* [EXERCISE]: How many lines in the entries below contain the word "person"? Matching is case-sensitive; reply with the number only.

* [TASK DATA]:
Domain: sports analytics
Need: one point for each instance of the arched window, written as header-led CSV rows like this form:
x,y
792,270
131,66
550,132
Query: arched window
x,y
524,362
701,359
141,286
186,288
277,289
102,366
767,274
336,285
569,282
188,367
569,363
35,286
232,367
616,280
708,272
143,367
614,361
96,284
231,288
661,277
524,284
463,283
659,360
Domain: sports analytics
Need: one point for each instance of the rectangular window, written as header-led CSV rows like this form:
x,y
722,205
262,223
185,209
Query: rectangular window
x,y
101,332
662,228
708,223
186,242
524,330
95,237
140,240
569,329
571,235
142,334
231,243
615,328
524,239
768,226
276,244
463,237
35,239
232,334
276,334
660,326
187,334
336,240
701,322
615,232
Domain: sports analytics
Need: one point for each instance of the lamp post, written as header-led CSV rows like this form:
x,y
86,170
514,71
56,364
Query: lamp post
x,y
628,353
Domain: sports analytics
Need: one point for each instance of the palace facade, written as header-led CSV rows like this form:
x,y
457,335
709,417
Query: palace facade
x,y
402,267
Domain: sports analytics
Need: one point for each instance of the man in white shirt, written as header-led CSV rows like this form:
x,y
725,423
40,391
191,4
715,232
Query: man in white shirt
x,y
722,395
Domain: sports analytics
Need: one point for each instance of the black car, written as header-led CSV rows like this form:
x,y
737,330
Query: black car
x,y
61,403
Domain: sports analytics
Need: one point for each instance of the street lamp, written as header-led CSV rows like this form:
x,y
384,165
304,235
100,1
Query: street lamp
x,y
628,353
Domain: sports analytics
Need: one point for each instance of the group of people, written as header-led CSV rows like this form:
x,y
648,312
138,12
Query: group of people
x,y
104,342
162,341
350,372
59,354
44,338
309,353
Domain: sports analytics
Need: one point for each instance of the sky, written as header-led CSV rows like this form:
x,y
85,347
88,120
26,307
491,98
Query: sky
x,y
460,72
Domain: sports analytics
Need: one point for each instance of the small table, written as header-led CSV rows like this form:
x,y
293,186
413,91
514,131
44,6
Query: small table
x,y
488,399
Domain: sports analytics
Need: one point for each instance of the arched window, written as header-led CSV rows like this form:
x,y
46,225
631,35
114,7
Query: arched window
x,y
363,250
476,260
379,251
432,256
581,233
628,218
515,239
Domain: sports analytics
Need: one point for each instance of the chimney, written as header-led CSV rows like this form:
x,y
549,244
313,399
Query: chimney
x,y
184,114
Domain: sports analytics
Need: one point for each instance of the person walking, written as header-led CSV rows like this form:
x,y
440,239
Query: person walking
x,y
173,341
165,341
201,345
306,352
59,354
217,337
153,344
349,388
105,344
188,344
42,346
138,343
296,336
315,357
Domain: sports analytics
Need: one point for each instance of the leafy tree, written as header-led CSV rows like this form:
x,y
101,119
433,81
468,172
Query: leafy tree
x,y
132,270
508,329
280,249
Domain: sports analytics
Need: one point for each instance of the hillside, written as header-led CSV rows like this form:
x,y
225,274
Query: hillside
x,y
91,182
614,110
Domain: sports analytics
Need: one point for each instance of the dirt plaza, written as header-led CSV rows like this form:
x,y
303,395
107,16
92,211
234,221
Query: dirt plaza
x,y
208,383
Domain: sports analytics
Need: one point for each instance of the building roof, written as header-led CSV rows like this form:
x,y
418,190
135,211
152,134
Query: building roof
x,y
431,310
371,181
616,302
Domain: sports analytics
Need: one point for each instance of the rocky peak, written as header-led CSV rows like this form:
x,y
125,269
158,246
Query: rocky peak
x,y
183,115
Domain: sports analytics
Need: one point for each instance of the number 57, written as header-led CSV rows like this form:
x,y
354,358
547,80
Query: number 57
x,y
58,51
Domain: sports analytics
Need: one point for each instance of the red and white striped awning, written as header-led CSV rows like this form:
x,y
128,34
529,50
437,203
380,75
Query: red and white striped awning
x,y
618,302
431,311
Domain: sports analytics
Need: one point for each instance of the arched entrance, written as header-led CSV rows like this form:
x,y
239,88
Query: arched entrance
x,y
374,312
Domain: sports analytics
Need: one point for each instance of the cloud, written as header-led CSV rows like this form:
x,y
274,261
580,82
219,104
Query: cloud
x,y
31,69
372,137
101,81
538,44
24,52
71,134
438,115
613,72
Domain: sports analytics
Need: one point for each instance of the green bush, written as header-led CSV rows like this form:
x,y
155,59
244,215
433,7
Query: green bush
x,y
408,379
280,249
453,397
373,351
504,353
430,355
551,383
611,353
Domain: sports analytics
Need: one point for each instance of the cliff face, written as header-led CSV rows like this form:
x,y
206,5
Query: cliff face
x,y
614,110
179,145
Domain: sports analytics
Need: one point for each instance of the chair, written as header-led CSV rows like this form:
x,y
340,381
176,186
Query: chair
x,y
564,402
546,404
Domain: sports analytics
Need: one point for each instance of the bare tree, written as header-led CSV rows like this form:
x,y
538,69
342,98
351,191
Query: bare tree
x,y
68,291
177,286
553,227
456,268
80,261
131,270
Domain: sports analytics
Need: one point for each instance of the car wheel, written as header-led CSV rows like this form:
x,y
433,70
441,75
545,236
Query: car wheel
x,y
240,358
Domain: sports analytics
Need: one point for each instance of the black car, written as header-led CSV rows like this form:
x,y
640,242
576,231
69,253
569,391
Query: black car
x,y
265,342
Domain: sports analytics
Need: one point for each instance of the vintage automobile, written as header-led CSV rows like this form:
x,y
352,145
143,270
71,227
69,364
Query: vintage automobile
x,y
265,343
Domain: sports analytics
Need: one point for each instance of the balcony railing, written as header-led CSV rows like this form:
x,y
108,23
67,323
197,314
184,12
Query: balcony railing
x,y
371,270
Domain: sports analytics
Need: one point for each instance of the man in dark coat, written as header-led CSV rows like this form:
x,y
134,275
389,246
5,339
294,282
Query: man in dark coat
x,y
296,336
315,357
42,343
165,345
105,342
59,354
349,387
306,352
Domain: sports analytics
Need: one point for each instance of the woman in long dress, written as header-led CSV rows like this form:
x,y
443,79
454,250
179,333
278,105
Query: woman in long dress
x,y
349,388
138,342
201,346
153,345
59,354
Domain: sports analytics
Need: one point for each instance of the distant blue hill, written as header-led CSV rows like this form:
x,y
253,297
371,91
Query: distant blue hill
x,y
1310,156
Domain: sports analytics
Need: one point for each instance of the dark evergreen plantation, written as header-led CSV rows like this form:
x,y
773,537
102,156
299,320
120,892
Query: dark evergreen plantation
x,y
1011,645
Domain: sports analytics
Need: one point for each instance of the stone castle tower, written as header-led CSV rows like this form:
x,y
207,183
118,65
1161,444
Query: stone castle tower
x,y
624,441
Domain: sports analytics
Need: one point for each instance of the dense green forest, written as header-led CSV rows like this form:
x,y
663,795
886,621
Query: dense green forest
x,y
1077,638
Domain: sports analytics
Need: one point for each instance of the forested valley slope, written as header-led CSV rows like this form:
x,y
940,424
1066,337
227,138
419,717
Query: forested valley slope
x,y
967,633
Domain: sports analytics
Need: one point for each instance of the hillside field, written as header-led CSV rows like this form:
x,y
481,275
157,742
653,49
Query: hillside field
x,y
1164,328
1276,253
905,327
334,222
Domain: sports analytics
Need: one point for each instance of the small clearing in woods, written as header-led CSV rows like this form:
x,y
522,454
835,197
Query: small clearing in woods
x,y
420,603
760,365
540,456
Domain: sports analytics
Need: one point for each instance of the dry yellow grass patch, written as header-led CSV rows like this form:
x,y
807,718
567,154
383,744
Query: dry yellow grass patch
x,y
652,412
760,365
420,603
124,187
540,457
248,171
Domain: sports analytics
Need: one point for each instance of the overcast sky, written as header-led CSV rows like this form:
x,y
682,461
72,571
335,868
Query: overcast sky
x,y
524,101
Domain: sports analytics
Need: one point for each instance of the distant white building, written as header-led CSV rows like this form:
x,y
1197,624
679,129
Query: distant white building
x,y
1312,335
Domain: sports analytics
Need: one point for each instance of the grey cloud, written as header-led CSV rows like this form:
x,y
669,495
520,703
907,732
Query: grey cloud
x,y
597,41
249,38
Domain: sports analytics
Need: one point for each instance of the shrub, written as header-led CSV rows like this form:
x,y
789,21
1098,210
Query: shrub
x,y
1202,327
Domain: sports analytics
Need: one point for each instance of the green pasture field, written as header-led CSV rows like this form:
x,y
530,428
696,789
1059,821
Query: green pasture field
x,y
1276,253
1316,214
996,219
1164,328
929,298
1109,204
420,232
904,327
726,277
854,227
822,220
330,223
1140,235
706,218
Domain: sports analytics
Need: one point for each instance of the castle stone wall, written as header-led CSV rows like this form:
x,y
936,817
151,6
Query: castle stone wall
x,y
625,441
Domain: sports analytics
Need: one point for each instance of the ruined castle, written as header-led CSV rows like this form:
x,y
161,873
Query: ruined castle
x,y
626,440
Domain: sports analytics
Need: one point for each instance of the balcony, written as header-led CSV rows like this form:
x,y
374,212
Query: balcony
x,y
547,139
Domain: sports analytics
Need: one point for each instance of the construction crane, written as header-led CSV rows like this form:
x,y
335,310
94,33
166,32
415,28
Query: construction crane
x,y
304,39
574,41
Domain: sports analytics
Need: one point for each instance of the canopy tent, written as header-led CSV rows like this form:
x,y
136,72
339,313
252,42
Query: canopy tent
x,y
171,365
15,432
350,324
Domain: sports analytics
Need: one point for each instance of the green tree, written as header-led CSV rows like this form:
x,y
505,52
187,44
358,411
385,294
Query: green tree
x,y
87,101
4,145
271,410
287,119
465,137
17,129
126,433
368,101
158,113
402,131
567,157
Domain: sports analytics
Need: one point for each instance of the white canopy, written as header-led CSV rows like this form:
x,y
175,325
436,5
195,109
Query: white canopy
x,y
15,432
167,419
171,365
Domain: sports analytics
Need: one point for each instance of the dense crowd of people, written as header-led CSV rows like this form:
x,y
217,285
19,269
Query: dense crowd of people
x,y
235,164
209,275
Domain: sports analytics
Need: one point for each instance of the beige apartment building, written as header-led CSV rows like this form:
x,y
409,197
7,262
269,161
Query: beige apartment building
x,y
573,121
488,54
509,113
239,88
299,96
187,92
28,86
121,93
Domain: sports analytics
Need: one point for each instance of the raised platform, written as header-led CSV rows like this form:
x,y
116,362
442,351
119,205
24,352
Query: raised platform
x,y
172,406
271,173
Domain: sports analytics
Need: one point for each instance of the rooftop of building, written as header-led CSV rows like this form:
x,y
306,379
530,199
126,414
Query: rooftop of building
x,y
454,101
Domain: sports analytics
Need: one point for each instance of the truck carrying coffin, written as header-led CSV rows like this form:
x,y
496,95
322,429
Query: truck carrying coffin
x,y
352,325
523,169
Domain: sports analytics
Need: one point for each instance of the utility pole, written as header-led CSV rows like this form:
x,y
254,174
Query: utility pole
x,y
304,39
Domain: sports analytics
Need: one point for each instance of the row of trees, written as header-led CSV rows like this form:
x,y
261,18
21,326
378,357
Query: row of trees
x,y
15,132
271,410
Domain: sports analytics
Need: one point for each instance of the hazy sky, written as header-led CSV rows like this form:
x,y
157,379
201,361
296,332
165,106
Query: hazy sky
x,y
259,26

* [RESPONSE]: 2